Required work:
**A)** Name every person the architecture faculty news that follows identifies with the title Associate Professor.
**B)** Continue the architecture faculty news that follows, picking up right after its final sentence.

-- Start Source passage --

The first of the 2013 Spring Lecture Series of the Catholic University of America will feature Antón García-Abril at 6:30pm on February 13, 2013 at the National Builiding Museum in Washington, D.C. Antón García-Abril is an Architect and Professor at the School of Architecture and Planning at the Massachusetts Institute of Technology in Cambridge, MA. He was previously a professor at the School of Architecture of the Polytechnic University of Madrid (E.T.S.A.M.-U.P.M.) and a guest faculty at M.I.T., GSD at Harvard, Cornell and several other universities in North America and Europe. He received the Spanish Academy Research Prize in Rome in 1996 and in 2000 established ENSAMBLE STUDIO, leading a team that began a search for the architectural application of conceptual and structural experimentation. The work of ENSAMBLE STUDIO shows an ongoing exploration on the relationship of materiality, technology, and architectural space. Through this work, materials and constructive elements are continuously exposed, recontextualized, and reassembled to create and communicate spatial dichotomies in an experimental process that becomes as relevant as its final product. The architectural work and professional accomplishments of Antón García-Abril have been acknowledged in multiple opportunities at national and international arenas.

 

Catholic University of America

Associate Professor, Eric J. Jenkins published the chapter, “A Bit of Europe in Maryland: The Bata Colony in Belcamp” in the book Company Towns of the Bata Concern (Franz Steiner Verlag) edited by Ondrej Sevecek and Martin Jemelka).  In addition, Jenkins’ book Drawn to Design: Analyzing Architecture Through Freehand Drawing (Birkhauser) has been released as an EPUB electronic book and is available on iTunes. The EPUB is unique in that drawings can be reviewed at full scale and the searchable index allows for non-linear readings. Jenkins also lectured and directed a workshop on analytical freehand sketching at Marywood University in Scranton, Pennsylvania.

Associate Professor Adnan Morshed received a publication grant from the Wyeth Foundation for American Art in Spring 2013. In addition, Professor Morshed was one of the organizers of a conference focusing on the challenges of sustainable growth in developing economies at Berkeley in February and a guest speaker in the Spring Lecture Series of the University of Utah’s School of Architecture in March.

Associate Professor Julie Ju-Youn Kim will present the work of the Comprehensive Building Design Studio, entitled “Down the Rabbit Hole and Out Again: Building Technology in the Design Studio” at the BTES 2013 Conference in Rhode Island.  Kim was has also been invited to present her research project on the body, architecture and dwelling (Villa of Veils + Unwrapping the Hanbok) at the Third Annual International Conference on Architecture in Athens, Greece in June 2013.  Recently the studio in which Kim partners, c2architecturestudio, was recognized with an Award of Merit for infoCUBE: light monitors by the 2013 AIA DC Unbuilt Competition.

-- End Source passage --
-- Start Recorded data --

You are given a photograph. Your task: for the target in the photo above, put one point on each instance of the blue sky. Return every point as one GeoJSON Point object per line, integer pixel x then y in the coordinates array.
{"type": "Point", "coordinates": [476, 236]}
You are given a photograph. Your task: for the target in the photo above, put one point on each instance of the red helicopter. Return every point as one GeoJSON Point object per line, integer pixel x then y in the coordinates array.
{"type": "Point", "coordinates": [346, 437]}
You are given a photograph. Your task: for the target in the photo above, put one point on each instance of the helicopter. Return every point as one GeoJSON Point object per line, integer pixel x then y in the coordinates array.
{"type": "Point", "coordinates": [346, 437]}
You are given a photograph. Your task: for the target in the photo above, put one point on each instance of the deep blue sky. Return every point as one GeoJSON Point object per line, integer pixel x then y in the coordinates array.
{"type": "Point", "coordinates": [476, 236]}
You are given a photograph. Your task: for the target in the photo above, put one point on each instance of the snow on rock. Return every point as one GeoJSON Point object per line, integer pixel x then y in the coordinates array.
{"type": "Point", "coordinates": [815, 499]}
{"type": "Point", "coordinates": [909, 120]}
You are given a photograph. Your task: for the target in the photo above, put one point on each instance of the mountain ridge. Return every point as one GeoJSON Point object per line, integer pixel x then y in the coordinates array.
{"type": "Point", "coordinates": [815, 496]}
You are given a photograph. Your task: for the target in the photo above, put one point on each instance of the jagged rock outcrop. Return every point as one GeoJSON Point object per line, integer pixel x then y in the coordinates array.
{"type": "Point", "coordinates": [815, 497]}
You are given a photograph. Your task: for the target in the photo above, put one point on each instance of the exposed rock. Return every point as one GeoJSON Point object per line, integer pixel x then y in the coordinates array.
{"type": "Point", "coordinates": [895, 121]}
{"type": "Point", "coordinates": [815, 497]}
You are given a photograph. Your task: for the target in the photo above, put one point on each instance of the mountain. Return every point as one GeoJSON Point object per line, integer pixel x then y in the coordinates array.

-- End Recorded data --

Results of the tasks:
**A)** Eric J. Jenkins, Adnan Morshed, Julie Ju-Youn Kim

**B)**
Adjunct Professor Mark McInturff, FAIA was awarded two Washingtonian Residential Design Awards for his Chesapeake Bay House and Gresser Johnson House.

Visiting Critics and E/L Studio firm principals Elizabeth Emerson and Mark Lawrence earned Washingtonian Residential Design Awards for their 63rd Avenue and Lincoln Street residences.

Each summer, CUA School of Architecture and Planning features numerous undergraduate and graduate level courses. Among these are design studios and elective courses, including history of architecture, graphics, furniture design, theory and computer-aided design/fabrication. The CUA 2013 Summer Institute for Architecture (SIA) is pleased to offer the NADAAA Design studio, led by Nader Tehrani, as the feature summer studio. Julian Palacio, Lecturer, will collaborate with Tehrani in offering this advanced level design studio. The SIA will also host a summer speaker series with Mark Sexton (Krueck and Sexton, Chicago); Lyn Rice (Rice+Lipka, NYC); Nader Tehrani (NADAAA, Boston); and Andrea Leers (Leers Weinzapfel, Boston). Please visit the CUArch website (architecture.cua.edu) or contact SIA Director Julie Kim for more information.

Two CUArch students received awards in the 2013 AIA DC Unbuilt Competition, Andrew Baldwin received an Award of Excellence for his thesis project, Lacrosse as Sacred Iroquois Tradition: The Architecture of Cultural Representation, and Philip Goolkasian received an Award of Merit for his project, the South Capitol Natatorium.

Photo Andrew Baldwin, AIA DC Unbuilt Award 2013

Clemson University

Merit Awards in the AARP/AIAS Aging in Place Kitchen Design Competition were given to Nick Tafel, Edgar Mozo, Joel Pominville, David Herrero for their project “A Kitchen Alive” and to Diana Rosch for her project “Centre.” Both projects were designed under the supervision of studio instructor Senior Lecturer Annemarie Jacques.  

Clemson University, School of Architecture undergraduate and graduate students won many international and national awards in Spring 2012:

Honorable Mention was given to graduate student Jingjie Zhao, with Professor Keith Green PhD as studio instructor, in the 2011 ACSA/AISC Steel Design Competition of a Culinary Arts College. There were 303 entries, and the jurors awarded only seven prizes, a 2 percent acceptance rate.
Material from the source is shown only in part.